--- Begin PAGE EXTRACT ---

Travels in Australia: Paruku — Part 6 of 6
At the end of the two-and-a-half weeks in Paruku, the painters from Mulan and the visiting artists, the writers and conservationists, the scientists and local Aboriginal rangers, had created a layered and linked body of work unlike anything I’ve witnessed elsewhere. A fine trope for it all was the portfolio to be created by Basil Hall, a printmaker from Darwin with whom Mandy Martin and Aboriginal artists have collaborated for years.
Basil gave the Aboriginal artists sheets of acetate upon which to paint each color from their paintings in order to reproduce them as prints. In some cases, the artists took to painting new works directly on the acetates. Notes from the scientists, sketches by the visiting artists, a poem from me–all of it would be incorporated. Even drawings by Chris Curran of the water and diesel pumps he repaired for the community would be layered into the work. Some of art would tell stories dating back thousands of years, others to last week.
And the men’s painting, although it wasn’t completely finished when I photographed it the morning we were driving back to Alice Springs, was breathtaking. A large selection of works from the project will tour parts of Australia, and the project archive and many of the artworks then come to the Center for Art + Environment. But it was difficult to envision that particular painting leaving Paruku. It’s not simply that the painting was a representation of Paruku and its Dreaming, but that the painting itself is considered country.
All of the work was linked, a culture of markmaking that started during our trip with mud being smeared on us in the lake as a gesture of welcome to country and that would continue as the artists both from Mulan and elsewhere would contribute work in future years. And, in turn, this expedition was linked into that much, much long arc of art on the continent that started with body decoration and rock art tens of thousands of years earlier.
Travels in Australia: Paruku — Part 5 of 6
The men’s painting of the dingo tracks along Parnkupirti Creek took days. At first, each of the five artists picked up one of the five panels and sat apart, painting his own style onto the canvas. By the end of the first day the panels were beginning to come alive with rich patterned color–but none of the panels matched. Dingo tracks were painted along Kim’s creekbed, and ended in a pool of blue pigment painted by Hanson to represent where the two dogs went to ground.
On the second morning the men took the five panels back down into the creekbed, along the way torching some of the spinifex. It was done casually with a tossed match, which astonished me, coming from a state where out-of-control wildfires regularly consume thousands of square acres. But, despite the fierce afternoon winds that rose, the fires stayed contained within a few square yards, a testament to the wisdom of burning country on a regular basis, and a land management tool that’s been used on the continent for at least fifty thousand years.
Hanson’s brother Cyril took each of the panels and completely covered over the white creek that Kim had painted across them with thick black paint. Then he repainted them again with white, and completely redid the dingo tracks in a manner that was consistent, thus starting to reinforce how the individual pieces would jell into a single story and work of art.

--- End PAGE EXTRACT ---
--- Begin RAW DATA ---

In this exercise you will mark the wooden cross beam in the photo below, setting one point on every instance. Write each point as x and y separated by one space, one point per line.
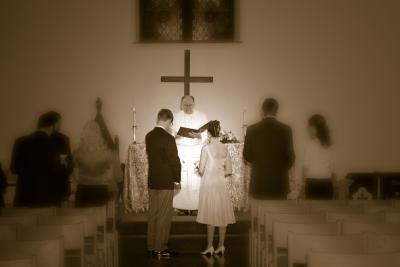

--- End RAW DATA ---

TO DO:
Answer these from the Paruku travel account:
1. What kind of artist is Basil Hall, and where is he from?
2. How many artists began work on the men's painting of the dingo tracks?
3. Who covered the white creek on the panels with thick black paint?

FULL RESPONSE:
1. A printmaker from Darwin.
2. Five.
3. Hanson's brother Cyril.